Iris Kürschner, jeudi, 13. décembre 2018

Les Franches-Montagnes sont un paradis pour les
amateurs de randonnée en raquettes. Lorsque les
tempêtes balayent ce haut-plateau, elles laissent derrière
elles un paysage enchanté. C’est alors que le Jura
montre son côté mystique.

Le train poursuit sa route, nous laissant au coeur de la Pampa. Nous avons l’impression d’être abandonnés au bout du monde. Gare La Chaux-d’Abel. Depuis Bâle déjà, le paysage n’a cessé de se vider. Quelques fermes dispersées, un village ça et là. « Le paysage des Franches-Montagnes est primitif. Le Jura chante ici une épique chanson d’infinitude. Les crêtes basses s’étendent d’un bout du monde à l’autre, semblant sans but et sans fin, dans une éternelle répétition des motifs. » Voilà la description pertinente faite par le rédacteur Siegfried Streicher en 1949 dans la revue mensuelle DU. Les Franches-Montagnes constituent un plateau de 200 kilomètres carrés, situé à quelque 1000 mètres d’altitude entre la vallée du Doubs et le vallon de Saint-Imier. Elles semblent avoir été créées pour les longues randonnées en raquettes. Au sud-est, le plateau est délimité par la montagne du Droit, une longue ligne de crête dont les points culminants sont le mont Crosin au nord-est, à 1268 m, et le mont Soleil au sud-ouest, à 1289 m. Elle a été intégrée au parc naturel régional Chasseral en 2001. Un balcon offrant une vue exceptionnelle et pouvant être atteint sans effort en funiculaire depuis la petite ville horlogère de Saint-Imier. Pour notre part, nous préférons gravir cette montagne par son paisible versant nord-ouest. Arrivés à la discrète gare, nous enfilons nos raquettes et nous mettons en route vers l’est jusqu’à une colline sur laquelle trône une maison solitaire. L’Hôtel de la Chaux-d’Abel est empreint d’une atmosphère de la Belle Époque. Nous pénétrons dans le salon : le feu crépite dans la cheminée ; à côté, une rustique table en bois sur laquelle sont posés les journaux quotidiens ; des fauteuils à oreilles dans lesquels on voudrait se laisser tomber. Au-dessus de l’entrée, on peut lire l’année de construction du bâtiment : 1857. La propriété a été transformée en maison de convalescence en 1910.

Jeu de données:
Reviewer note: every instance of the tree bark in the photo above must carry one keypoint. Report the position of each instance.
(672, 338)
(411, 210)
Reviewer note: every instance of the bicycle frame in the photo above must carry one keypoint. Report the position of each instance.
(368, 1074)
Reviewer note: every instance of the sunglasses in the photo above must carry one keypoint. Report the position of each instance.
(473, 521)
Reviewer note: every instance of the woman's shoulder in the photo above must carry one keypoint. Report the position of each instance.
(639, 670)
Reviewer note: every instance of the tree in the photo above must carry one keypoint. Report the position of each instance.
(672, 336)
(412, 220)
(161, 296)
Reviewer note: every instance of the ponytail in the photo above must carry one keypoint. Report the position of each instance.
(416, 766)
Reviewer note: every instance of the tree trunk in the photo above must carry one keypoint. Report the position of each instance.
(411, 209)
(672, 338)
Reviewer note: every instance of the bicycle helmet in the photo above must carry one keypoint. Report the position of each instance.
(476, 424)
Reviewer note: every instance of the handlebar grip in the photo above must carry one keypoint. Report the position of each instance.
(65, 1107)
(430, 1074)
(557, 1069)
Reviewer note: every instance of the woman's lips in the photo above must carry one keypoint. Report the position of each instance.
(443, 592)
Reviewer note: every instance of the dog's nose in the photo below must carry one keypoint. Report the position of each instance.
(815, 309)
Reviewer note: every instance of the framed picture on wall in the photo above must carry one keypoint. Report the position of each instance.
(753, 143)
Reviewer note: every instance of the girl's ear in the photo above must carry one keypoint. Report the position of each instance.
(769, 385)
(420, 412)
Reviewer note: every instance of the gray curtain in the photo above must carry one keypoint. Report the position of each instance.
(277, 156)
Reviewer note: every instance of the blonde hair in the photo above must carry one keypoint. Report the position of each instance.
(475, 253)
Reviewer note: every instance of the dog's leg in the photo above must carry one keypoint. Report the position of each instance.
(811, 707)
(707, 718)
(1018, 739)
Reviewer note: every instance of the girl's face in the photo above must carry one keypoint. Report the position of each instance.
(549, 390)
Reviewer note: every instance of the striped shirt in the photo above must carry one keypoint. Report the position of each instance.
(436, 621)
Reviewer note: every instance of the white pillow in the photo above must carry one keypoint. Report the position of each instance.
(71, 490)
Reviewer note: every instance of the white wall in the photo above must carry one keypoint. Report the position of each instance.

Exercices:
**A)** Recopiez sans rien changer le passage du texte sur les Franches-Montagnes qui va de « Iris Kürschner, jeudi, 13. » jusqu'à « son côté mystique. ».
**B)** Relevez toutes les lignes des entrées où figure le mot « bicycle ».

Réponses:
**A)**
Iris Kürschner, jeudi, 13. décembre 2018

Les Franches-Montagnes sont un paradis pour les
amateurs de randonnée en raquettes. Lorsque les
tempêtes balayent ce haut-plateau, elles laissent derrière
elles un paysage enchanté. C’est alors que le Jura
montre son côté mystique.

**B)**
Reviewer note: every instance of the bicycle frame in the photo above must carry one keypoint. Report the position of each instance.
Reviewer note: every instance of the bicycle helmet in the photo above must carry one keypoint. Report the position of each instance.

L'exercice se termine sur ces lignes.